Markets and Morality

Nine books to understand the collectivist right (Part 2)

Continued from Part 1


John T. Flynn

The year 1944 also saw the publication of one of the greatest but least remembered attacks on fascism ever written: John T. Flynn’s As We Go Marching.

Flynn was an amazing writer and thinker who came out of the anti-New Deal movement of the 1930s. This is his best and most scholarly work, with a full biography of Mussolini and a rich examination of fascist ideology. He provides the best list of traits of fascist politics I’ve seen. The message, in the end, is about how every warring state adopts fascist forms, with a specific accusation directed against Washington, DC. In some ways, his message is similar to Hayek’s but more tactile and focused.

Planned chaos

Three years after the above books appeared, FEE founder Leonard Read came to Mises and asked him to write up a large essay that provides a one-stop shop for all things political that Mises had learned during his life. The manuscript grew and grew until it became a book that appeared in 1947: Planned Chaos. It’s a masterpiece, one that bears reading and re-reading throughout your life.

I’ve looked far and wide for another essay from the period that directly connects Nazi experiments with American eugenics and failed to find one. Mises saw that relationship and called it out in several amazing passages. Directly relevant here are the sections on fascism and Nazism in particular. In brief form, he explains the roots of the terror in intellectual error.

The terrible history

And this takes us directly to the hidden history of demographic planning in America. No understanding of right-Hegelianism and its implications can take shape without grappling with this weirdly hidden history.

Why is it so hidden and why has it taken 100 years to finally deal with the scandal that nearly the entire American ruling intellectual class was consumed by eugenic ideology for many decades before World War II? I suspect the reason is embarrassment about what happened. In particular, Progressives do not want to talk about this.

[WORK ORDER]
Reproduce verbatim the passage of the reading list on the collectivist right starting with "And this takes" and going on through "weirdly hidden history.".

[LISTED RECORDS]
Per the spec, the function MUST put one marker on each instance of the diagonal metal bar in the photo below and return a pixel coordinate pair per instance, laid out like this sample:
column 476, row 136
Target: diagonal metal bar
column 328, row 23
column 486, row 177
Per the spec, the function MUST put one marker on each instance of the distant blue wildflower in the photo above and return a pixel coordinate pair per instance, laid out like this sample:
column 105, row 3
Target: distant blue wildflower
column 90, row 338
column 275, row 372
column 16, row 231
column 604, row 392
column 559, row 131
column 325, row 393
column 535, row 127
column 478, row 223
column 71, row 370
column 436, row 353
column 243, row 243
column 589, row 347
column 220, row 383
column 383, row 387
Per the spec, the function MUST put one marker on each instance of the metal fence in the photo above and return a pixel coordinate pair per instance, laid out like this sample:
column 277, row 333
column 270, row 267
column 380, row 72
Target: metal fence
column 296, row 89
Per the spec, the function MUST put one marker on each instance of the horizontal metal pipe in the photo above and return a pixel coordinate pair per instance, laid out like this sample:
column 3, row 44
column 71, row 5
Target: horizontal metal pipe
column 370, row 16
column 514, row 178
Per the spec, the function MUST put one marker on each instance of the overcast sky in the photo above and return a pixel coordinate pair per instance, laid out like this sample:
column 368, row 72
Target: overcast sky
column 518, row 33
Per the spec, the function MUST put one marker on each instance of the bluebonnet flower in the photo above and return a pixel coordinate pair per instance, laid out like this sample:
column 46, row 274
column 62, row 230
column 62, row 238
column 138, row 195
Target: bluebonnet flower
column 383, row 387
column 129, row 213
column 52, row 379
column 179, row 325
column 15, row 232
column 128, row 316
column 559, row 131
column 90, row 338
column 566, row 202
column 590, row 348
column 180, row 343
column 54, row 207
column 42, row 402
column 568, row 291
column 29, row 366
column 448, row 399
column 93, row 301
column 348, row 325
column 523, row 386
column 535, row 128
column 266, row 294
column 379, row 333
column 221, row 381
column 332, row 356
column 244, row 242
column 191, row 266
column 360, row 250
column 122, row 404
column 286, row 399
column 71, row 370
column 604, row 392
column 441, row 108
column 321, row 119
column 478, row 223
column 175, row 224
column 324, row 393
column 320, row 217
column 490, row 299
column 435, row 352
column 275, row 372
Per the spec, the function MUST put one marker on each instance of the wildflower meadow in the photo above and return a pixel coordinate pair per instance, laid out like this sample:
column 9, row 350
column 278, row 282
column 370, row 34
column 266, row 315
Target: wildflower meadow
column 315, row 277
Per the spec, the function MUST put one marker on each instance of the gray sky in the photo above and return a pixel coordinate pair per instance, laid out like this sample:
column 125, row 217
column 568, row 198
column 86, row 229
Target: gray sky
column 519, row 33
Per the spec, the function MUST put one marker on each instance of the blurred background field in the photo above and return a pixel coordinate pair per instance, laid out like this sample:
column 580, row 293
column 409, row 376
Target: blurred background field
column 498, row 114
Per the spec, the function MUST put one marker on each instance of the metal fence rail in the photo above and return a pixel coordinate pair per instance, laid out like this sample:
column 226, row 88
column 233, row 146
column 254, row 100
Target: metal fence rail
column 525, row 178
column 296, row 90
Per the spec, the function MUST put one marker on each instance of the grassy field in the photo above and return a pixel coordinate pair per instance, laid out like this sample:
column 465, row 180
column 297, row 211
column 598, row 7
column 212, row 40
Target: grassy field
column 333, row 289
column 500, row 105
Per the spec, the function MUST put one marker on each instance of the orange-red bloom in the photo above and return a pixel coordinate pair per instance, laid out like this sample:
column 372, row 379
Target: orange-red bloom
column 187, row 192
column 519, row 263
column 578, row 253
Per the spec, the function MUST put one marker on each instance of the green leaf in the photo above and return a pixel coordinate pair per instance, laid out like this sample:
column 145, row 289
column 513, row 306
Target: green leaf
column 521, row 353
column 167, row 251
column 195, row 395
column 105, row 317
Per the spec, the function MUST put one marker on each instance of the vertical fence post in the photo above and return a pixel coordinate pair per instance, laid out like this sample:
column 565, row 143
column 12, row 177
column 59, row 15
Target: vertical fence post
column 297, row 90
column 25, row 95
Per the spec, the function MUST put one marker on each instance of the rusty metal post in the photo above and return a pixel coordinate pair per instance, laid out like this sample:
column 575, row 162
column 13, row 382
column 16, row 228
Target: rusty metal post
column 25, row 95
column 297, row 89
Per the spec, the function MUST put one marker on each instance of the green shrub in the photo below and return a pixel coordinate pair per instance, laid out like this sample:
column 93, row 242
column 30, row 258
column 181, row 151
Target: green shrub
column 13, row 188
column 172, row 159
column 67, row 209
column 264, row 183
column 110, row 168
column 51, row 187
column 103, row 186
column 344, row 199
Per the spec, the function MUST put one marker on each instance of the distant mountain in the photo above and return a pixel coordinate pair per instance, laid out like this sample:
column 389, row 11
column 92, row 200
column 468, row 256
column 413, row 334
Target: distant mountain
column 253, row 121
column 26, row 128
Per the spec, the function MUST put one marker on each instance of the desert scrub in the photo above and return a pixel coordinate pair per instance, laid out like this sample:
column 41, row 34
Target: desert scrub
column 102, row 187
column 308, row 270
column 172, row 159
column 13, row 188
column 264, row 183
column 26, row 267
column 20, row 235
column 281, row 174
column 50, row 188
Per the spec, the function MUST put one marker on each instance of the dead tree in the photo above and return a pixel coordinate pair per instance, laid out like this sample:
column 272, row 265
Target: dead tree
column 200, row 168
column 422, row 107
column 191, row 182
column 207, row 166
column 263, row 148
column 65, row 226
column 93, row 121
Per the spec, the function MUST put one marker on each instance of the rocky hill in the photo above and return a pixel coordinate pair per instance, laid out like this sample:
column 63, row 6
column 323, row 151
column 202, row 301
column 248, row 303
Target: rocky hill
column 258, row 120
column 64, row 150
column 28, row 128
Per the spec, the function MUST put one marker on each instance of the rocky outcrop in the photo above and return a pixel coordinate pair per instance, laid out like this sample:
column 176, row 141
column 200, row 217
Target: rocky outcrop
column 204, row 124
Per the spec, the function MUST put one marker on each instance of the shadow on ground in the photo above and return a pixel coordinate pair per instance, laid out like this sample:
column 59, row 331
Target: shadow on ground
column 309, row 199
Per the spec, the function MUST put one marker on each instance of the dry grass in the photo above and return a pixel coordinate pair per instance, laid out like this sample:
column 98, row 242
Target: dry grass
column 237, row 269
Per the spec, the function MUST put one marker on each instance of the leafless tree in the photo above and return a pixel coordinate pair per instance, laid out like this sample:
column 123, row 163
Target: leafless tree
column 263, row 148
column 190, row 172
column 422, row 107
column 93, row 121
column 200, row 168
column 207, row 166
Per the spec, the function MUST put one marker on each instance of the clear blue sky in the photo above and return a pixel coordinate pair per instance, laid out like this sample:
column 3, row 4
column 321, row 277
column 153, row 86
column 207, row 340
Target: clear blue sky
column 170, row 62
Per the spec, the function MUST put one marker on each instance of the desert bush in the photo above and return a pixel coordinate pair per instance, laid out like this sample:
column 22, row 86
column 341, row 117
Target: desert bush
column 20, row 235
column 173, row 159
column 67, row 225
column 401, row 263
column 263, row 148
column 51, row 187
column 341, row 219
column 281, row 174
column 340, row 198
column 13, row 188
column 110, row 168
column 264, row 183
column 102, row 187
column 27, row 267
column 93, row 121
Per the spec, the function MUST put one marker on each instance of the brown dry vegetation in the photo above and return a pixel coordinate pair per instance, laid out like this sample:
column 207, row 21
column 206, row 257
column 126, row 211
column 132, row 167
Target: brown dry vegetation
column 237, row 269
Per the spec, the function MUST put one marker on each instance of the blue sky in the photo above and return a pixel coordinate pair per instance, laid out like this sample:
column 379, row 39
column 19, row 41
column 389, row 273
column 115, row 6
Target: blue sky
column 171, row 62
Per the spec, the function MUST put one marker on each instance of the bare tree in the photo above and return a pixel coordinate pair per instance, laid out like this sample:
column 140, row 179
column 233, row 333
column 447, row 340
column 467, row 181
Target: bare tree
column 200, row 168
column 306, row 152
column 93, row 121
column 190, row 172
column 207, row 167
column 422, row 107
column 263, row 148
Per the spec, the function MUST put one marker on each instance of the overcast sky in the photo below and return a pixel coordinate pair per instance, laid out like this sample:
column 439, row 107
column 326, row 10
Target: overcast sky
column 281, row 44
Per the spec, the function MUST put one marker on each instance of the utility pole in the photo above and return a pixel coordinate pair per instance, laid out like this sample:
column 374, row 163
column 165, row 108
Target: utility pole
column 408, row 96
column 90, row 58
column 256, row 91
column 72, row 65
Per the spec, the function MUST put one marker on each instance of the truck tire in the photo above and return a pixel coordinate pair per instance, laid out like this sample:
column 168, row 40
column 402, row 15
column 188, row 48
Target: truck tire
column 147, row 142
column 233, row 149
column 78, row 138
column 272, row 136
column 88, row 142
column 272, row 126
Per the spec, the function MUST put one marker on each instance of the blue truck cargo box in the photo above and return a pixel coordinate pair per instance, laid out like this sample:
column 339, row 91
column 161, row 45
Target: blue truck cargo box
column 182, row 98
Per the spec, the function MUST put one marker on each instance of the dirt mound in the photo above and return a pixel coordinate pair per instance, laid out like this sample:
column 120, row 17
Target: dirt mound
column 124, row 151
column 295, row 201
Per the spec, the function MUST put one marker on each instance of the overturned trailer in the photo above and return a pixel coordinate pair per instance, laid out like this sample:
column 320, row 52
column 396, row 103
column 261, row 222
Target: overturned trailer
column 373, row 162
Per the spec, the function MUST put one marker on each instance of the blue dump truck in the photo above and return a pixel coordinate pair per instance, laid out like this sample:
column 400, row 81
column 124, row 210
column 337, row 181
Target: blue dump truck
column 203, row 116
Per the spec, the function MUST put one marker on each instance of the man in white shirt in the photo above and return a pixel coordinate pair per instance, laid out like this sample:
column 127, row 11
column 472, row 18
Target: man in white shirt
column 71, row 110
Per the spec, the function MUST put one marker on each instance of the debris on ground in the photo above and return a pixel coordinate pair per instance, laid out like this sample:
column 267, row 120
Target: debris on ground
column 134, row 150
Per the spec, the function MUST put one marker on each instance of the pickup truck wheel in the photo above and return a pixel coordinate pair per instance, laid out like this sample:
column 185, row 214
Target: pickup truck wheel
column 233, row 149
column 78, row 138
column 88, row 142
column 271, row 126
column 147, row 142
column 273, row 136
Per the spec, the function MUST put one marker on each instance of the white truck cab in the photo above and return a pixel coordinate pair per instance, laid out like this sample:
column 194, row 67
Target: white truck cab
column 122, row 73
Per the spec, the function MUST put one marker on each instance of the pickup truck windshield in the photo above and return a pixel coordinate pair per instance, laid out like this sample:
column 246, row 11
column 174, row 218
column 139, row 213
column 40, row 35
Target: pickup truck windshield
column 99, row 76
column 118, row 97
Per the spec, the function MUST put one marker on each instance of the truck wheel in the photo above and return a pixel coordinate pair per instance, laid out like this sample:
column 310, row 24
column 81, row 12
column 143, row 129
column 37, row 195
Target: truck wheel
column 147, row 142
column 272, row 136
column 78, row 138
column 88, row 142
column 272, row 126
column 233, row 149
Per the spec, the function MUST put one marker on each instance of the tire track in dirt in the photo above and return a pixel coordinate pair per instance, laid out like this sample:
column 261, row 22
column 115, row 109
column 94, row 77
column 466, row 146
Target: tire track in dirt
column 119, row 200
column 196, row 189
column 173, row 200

[ANSWER SPACE]
And this takes us directly to the hidden history of demographic planning in America. No understanding of right-Hegelianism and its implications can take shape without grappling with this weirdly hidden history.